▶ _MATERIAL SHOWN_:
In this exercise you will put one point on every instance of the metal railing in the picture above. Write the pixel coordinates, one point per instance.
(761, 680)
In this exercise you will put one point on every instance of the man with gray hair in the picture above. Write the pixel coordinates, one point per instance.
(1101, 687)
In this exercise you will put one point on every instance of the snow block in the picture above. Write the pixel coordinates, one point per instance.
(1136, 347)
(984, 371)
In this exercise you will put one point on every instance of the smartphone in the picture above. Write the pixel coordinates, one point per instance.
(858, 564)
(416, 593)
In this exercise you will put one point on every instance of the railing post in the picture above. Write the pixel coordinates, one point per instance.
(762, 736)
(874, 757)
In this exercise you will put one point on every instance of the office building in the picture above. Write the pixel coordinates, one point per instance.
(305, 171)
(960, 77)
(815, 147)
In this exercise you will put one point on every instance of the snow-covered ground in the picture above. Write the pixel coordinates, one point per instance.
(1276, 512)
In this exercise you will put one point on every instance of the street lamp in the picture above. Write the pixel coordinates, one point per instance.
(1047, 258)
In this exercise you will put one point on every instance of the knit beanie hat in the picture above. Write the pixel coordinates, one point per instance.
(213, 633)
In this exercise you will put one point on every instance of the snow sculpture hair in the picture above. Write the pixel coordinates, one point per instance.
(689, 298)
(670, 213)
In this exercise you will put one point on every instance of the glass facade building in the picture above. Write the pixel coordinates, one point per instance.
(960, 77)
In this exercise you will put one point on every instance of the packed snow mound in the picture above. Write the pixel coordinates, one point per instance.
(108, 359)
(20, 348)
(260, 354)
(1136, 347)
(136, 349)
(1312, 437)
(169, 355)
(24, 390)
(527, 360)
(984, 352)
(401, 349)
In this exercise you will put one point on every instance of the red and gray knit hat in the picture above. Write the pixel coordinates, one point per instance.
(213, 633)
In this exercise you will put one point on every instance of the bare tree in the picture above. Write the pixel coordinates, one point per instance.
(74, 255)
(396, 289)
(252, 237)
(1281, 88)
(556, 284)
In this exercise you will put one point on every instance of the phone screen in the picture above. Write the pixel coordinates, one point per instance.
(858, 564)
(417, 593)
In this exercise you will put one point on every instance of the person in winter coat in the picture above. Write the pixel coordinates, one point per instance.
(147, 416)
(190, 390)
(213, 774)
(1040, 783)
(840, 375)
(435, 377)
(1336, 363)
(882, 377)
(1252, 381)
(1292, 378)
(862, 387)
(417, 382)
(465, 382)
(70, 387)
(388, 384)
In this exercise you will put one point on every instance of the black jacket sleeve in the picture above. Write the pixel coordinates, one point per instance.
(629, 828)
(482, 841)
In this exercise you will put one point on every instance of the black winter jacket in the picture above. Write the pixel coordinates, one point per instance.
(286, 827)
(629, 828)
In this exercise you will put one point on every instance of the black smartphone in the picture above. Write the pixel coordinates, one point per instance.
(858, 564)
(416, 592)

▶ _PROBLEM DETAILS_:
Rewrite all of the records above with every "pixel coordinates" changed to "image coordinates", leaving everything else as it is.

▶ _TASK RESULT_:
In this exercise you will put one point on every instance of the metal railing in the picture above. Write the image coordinates, one point per instance.
(761, 680)
In this exercise you will put one point on every instance of the man with gray hair in the picture above. Write the image coordinates, one point per instance.
(1101, 687)
In this exercise you will put one point on every instance of the snow block in the picture above. Write the image coordinates, one point per instance.
(1136, 347)
(984, 371)
In this exercise you will put one point on every instance of the smartphone in the picture above. Write the image coordinates, one point per instance.
(858, 564)
(416, 593)
In this exercise you will put one point on every instance of the railing post in the picture above. Write the image coordinates, one point per instance.
(762, 736)
(874, 757)
In this exercise you will put one point on every instance of the office building in the picture above. Write the image coordinates, one point per instance.
(305, 171)
(960, 77)
(815, 147)
In this exercise you will put one point on every instance of the snow-covered ground in the picture above. Write the image coordinates, one point per instance.
(1276, 512)
In this exercise you will put one point on every instance of the street lamp in the picture above. Write the image coordinates, one point per instance.
(1047, 258)
In this exercise you will put one point on every instance of the knit beanie hat in the picture above. Write the image coordinates, one point per instance.
(213, 633)
In this exercise you will put one point on every instance of the snow sculpture hair in the picture above. Write the image coordinates, one point per instance.
(689, 298)
(670, 213)
In this exercise you will put one point on every instance of the glass facade building in the picture above. Write the image coordinates, one point per instance.
(960, 77)
In this exercise you will put one point on every instance of the packed snow mound in the picture above. Write the image coordinates, one point per instance.
(108, 359)
(20, 348)
(260, 354)
(1136, 347)
(136, 349)
(1312, 437)
(169, 355)
(24, 390)
(527, 360)
(984, 352)
(401, 349)
In this exercise you will put one point on every instance of the red and gray knit hat in the picture above. Write the image coordinates, one point per instance.
(213, 633)
In this exercise you will put one point on every instance of the bare tree in the picture above. Write the image coordinates, one point per instance.
(74, 255)
(396, 289)
(252, 237)
(1281, 88)
(556, 284)
In this exercise you will put one point on every instance of the phone screen in the picture above. Write the image coordinates, one point per instance.
(858, 564)
(417, 593)
In this exercise you will put one point on every instance of the person in winter coat in the picture above. Write the image coordinates, one point per instance.
(147, 416)
(190, 390)
(213, 774)
(1040, 783)
(840, 375)
(435, 377)
(1336, 363)
(882, 377)
(1252, 381)
(1292, 378)
(862, 387)
(417, 382)
(465, 382)
(70, 387)
(388, 384)
In this exercise you will put one point on every instance of the black jacket sleeve in the picture above. Write the image coordinates, one point per instance.
(629, 828)
(482, 841)
In this exercise you will put one point on every instance of the black winter jacket in the picture above. Write the image coordinates, one point per instance.
(286, 827)
(629, 828)
In this exercise you will put one point on every instance of the black smartphone in the picture above. Write the image coordinates, one point per instance.
(858, 564)
(416, 592)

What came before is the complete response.